[WHAT IS REQUIRED]:
Would you copy only the lines below, beginning with the one that contains "point: upholstered stool" and running through the last entry line?

Object point labels
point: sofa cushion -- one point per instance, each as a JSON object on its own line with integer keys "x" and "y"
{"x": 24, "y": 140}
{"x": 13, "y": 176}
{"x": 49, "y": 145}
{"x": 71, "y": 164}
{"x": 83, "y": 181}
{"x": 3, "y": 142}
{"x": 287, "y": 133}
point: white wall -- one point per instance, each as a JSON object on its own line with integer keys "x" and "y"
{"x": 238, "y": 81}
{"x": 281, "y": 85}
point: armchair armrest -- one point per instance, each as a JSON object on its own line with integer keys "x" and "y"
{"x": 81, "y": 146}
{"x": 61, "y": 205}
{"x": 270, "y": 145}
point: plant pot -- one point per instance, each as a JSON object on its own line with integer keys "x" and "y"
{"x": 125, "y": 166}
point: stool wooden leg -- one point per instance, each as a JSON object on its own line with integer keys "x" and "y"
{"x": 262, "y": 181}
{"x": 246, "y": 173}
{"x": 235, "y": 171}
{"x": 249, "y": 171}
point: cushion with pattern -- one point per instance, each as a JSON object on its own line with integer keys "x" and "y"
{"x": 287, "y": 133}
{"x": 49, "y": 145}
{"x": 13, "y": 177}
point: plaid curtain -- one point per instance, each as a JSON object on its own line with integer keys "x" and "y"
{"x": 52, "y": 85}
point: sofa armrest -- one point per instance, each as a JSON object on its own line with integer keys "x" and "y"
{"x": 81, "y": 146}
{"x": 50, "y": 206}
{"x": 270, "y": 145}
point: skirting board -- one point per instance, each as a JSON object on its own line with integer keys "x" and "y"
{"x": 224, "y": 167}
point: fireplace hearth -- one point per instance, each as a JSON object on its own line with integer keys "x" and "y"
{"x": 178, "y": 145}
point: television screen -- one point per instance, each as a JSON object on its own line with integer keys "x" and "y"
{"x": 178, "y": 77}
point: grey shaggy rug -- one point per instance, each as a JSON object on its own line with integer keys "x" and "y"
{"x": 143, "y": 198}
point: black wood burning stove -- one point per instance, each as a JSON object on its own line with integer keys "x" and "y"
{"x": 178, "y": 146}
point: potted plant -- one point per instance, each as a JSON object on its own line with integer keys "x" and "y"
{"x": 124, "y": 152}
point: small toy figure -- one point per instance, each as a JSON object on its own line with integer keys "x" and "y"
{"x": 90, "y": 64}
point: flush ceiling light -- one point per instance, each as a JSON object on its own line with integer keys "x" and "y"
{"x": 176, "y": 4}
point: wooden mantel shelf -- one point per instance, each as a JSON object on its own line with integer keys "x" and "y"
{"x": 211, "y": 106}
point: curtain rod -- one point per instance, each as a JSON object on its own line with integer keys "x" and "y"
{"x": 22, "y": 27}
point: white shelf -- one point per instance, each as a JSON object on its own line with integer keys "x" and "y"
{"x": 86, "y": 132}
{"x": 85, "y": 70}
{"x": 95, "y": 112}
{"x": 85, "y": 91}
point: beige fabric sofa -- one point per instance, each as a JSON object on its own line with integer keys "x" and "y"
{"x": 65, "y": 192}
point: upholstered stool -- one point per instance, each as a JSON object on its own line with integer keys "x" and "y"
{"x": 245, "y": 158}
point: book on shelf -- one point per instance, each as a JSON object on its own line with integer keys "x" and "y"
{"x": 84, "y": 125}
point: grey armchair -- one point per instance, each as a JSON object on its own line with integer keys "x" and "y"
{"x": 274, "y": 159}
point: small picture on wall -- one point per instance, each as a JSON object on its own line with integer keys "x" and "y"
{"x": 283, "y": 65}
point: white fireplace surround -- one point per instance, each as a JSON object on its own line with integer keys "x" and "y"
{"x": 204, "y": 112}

[COMPLETE OUTPUT]:
point: upholstered stool -- one point per instance, each as a JSON object on its own line with integer keys "x" and "y"
{"x": 245, "y": 158}
point: book on shelf -- one point per instance, each as a JSON object on its own line with integer keys "x" and "y"
{"x": 84, "y": 125}
point: grey armchair -- one point per instance, each as a JSON object on its own line with integer keys "x" and "y"
{"x": 274, "y": 159}
point: small picture on wall -- one point per instance, each as a JSON object on its own line with integer keys "x" and "y"
{"x": 283, "y": 65}
point: white fireplace surround -- one point per instance, each as a JSON object on its own line with integer keys "x" and "y"
{"x": 204, "y": 112}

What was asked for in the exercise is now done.